[Region pointing data]
+++
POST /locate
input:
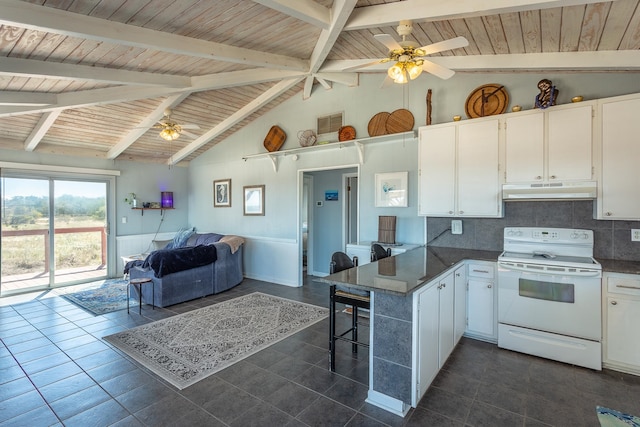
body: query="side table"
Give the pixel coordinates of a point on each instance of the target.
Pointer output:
(139, 282)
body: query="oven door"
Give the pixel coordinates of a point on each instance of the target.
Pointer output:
(557, 303)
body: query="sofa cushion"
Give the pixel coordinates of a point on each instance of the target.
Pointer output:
(181, 237)
(204, 239)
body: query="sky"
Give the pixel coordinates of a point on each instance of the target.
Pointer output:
(12, 187)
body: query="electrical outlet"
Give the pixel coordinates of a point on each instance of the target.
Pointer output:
(456, 226)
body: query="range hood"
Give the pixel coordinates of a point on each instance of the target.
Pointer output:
(571, 190)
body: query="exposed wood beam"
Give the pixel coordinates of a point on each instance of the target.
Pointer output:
(341, 11)
(41, 129)
(146, 124)
(123, 94)
(266, 97)
(305, 10)
(390, 14)
(48, 19)
(26, 98)
(34, 68)
(577, 61)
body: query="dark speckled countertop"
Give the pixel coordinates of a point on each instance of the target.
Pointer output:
(404, 273)
(618, 266)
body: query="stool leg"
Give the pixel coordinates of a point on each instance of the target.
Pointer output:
(354, 325)
(332, 329)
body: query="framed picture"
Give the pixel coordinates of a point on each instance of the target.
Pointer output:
(222, 193)
(391, 189)
(253, 203)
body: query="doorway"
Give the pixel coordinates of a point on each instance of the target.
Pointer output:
(54, 232)
(328, 216)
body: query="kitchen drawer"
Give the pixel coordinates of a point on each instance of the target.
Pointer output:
(623, 285)
(481, 270)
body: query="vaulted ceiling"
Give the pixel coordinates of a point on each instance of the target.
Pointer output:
(92, 77)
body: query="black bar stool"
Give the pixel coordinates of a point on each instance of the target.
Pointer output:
(353, 297)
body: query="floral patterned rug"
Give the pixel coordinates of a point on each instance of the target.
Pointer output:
(189, 347)
(100, 297)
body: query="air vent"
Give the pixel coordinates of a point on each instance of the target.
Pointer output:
(329, 124)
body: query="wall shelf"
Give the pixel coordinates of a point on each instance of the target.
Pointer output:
(151, 209)
(358, 143)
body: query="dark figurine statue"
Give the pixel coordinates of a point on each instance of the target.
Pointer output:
(548, 94)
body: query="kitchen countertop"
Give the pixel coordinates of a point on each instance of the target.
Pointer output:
(404, 273)
(619, 266)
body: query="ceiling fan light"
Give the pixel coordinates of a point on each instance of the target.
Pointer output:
(395, 71)
(401, 78)
(169, 134)
(414, 70)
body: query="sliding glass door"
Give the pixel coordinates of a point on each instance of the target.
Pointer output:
(54, 232)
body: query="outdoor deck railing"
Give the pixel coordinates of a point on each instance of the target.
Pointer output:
(45, 234)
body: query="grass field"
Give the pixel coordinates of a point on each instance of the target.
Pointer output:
(26, 254)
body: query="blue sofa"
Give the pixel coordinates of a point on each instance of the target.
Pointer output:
(196, 282)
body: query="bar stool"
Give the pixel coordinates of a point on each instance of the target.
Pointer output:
(139, 282)
(355, 298)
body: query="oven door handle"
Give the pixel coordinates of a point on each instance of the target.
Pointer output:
(550, 270)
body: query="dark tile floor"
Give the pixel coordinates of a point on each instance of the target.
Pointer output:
(56, 370)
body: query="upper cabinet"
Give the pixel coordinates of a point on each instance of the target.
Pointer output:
(620, 174)
(550, 145)
(459, 169)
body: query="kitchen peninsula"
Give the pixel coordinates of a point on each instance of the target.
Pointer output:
(399, 336)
+++
### [EXERCISE]
If a line of the records above holds the word "dark", show it.

### [ANSWER FOR THE TASK]
body: query="dark speckled countertop"
body: query="dark figurine statue"
body: query="dark tile floor"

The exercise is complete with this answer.